_Tasks to perform_:
- A) In the article about the renminbi's weight in the IMF's Special Drawing Rights, what weight did the IMF give the RMB effective Aug 1 of 2022?
- B) Continue the article about the renminbi's weight in the IMF's Special Drawing Rights from its last sentence.

_Text block_:

★ ★ ★ ★ ★ ★ ★

A cashier at a bank in Taiyuan, Shanxi province counts renminbi notes. (Photo/China News Service)
Experts say process likely to take years, depending on country's trade
The weight of the renminbi or RMB in the basket of five currencies that constitute the International Monetary Fund's Special Drawing Rights, a key international reserve asset also known as SDRs, is poised to increase further as global use of the Chinese currency gains traction, experts said on Tuesday.
The RMB's rise, however, will be yearslong with twists and turns, they said, and called for more efforts to consolidate China's position in global trade and expand financial opening-up, to underpin the Chinese currency's evolution into a major international currency.
Their comments marked the completion of one year since the RMB's SDR weight was adjusted, which led to increased global use of the Chinese currency.
Effective Aug 1 of 2022, the IMF had raised the RMB's SDR weight from 10.92 percent to 12.28 percent, recognizing the currency's growing heft in global trade and finance.
"Multiple factors have formed the basis for the renminbi's growing weight in the SDR basket," said Yang Haiping, a researcher at the Institute of Securities and Futures, which is part of the Central University of Finance and Economics.
Yang said China's steady economic fundamentals, the country's pursuit of high-standard opening-up and the growing convenience of using the RMB for cross-border settlements and transactions will all contribute to the currency's internationalization.
In the latest step to facilitate the RMB's cross-border use, the People's Bank of China, the country's central bank, said on Tuesday it has renewed a bilateral currency swap agreement with the Bank of Mongolia, with a size of 15 billion yuan ($2.09 billion) and an effective period of three years.
Argentina's Ministry of Economy announced on Monday the country will repay $1.7 billion out of its $2.7 billion payment obligations to the IMF using the RMB, tapping into the currency swap agreement with China, China Central Television reported on Tuesday.
The RMB's share in global payments had increased for five consecutive months to 2.77 percent in June, the highest level since January 2022 and ranking as the fifth most active currency for global payments by value, according to global financial messaging platform Swift.

★ ★ ★ ★ ★ ★ ★

_Provided material_:
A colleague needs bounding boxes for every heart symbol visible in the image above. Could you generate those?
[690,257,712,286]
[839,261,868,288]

★ ★ ★ ★ ★ ★ ★

_Task answers_:
- A) 12.28 percent, up from 10.92 percent.

- B)
Yang said the rising attractiveness of RMB-denominated assets also suggests a positive outlook for the currency's position in the SDR basket.
Overseas investors bought Chinese onshore bonds worth nearly a net $79 billion in the first half of the year, reversing net sales last year, official data showed, while the RMB exchange rate has stabilized recently on China's ramped-up efforts to stabilize foreign exchange market expectations and bolster economic recovery.
The onshore RMB came in at 7.1663 against the US dollar as of 4:30 pm on Tuesday, up by 1.47 percent from the recent trough of 7.2730 seen at the end of June, according to market tracker Wind Info.
Guan Tao, global chief economist at BOC International, however, said RMB internationalization is likely to be a "winding and wave-like" process, cautioning that there is a possibility that the RMB's weight in the SDR basket might dip.
"We should approach this with a balanced perspective," Guan said, underlining that one of the key reasons behind the RMB's increased weight in the SDR basket was China's rising share in global exports during the COVID-19 pandemic, a trend that may lose some momentum going forward.
According to the IMF, the share of RMB reserves in allocated official foreign exchange reserves worldwide has decreased from 2.83 percent a year earlier to 2.58 percent in the first quarter of this year, while the shares of the US dollar and the Japanese yen increased.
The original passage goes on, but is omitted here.